(Referring expression pointing data)
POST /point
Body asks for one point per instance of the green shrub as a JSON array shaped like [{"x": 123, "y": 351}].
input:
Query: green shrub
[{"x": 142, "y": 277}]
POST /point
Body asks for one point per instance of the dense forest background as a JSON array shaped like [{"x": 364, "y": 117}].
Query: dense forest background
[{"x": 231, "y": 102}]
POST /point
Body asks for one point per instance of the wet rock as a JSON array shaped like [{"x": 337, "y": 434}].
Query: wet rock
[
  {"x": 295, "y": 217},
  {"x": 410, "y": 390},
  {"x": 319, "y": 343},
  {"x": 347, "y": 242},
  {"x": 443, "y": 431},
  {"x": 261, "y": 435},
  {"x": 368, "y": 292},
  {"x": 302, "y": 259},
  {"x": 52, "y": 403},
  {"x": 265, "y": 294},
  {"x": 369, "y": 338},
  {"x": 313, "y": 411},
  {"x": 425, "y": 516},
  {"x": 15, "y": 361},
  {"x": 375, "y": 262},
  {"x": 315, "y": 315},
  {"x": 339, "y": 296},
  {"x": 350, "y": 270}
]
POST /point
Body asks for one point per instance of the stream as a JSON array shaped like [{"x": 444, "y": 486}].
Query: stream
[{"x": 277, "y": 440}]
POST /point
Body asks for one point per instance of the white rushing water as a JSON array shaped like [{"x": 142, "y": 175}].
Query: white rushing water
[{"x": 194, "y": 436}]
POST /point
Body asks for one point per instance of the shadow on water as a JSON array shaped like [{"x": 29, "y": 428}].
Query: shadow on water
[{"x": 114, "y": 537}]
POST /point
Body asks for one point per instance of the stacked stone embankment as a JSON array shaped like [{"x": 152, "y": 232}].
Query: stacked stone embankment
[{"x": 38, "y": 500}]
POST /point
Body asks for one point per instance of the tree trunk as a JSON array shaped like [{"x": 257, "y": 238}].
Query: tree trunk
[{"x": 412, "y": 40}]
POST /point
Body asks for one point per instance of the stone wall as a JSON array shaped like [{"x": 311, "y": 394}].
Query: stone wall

The problem:
Reproduce the entries above in full and exactly.

Output below:
POST /point
Body asks for one point per instance of the green shrub as a JSON array shaped like [{"x": 123, "y": 351}].
input:
Query: green shrub
[{"x": 142, "y": 277}]
POST /point
Body asks for one point per instance of the dense forest background as a JSON array shaped like [{"x": 364, "y": 117}].
Query: dense forest background
[{"x": 231, "y": 102}]
POST /point
Body asks for one point per instance of the wet rock as a JSON array shaped like [{"x": 337, "y": 434}].
Query: wet rock
[
  {"x": 295, "y": 217},
  {"x": 410, "y": 390},
  {"x": 319, "y": 343},
  {"x": 347, "y": 242},
  {"x": 443, "y": 431},
  {"x": 261, "y": 435},
  {"x": 368, "y": 292},
  {"x": 302, "y": 259},
  {"x": 52, "y": 403},
  {"x": 265, "y": 294},
  {"x": 369, "y": 338},
  {"x": 313, "y": 411},
  {"x": 425, "y": 516},
  {"x": 15, "y": 361},
  {"x": 375, "y": 262},
  {"x": 315, "y": 315},
  {"x": 339, "y": 296},
  {"x": 350, "y": 270}
]
POST /point
Body asks for one point per instance of the stream as a JSON array shaped like [{"x": 444, "y": 486}].
Query: stream
[{"x": 277, "y": 440}]
POST /point
Body asks for one point per instance of the white rushing water as a JSON array shaped like [{"x": 142, "y": 175}].
Query: white rushing water
[{"x": 194, "y": 436}]
POST /point
Body asks for one point per instance of the shadow on water as a JSON array shaped like [{"x": 29, "y": 428}].
Query: shadow on water
[{"x": 114, "y": 537}]
POST /point
Body asks for one point per instance of the stacked stone embankment as a JSON array shaped like [{"x": 152, "y": 232}].
Query: stacked stone embankment
[{"x": 38, "y": 500}]
POST /point
Body asks for one point per instance of the tree trunk as a JSON array shaped like [{"x": 257, "y": 238}].
Query: tree trunk
[{"x": 412, "y": 40}]
POST /point
Body asks for one point per instance of the stone wall as a JSON array shaped like [{"x": 311, "y": 394}].
Query: stone wall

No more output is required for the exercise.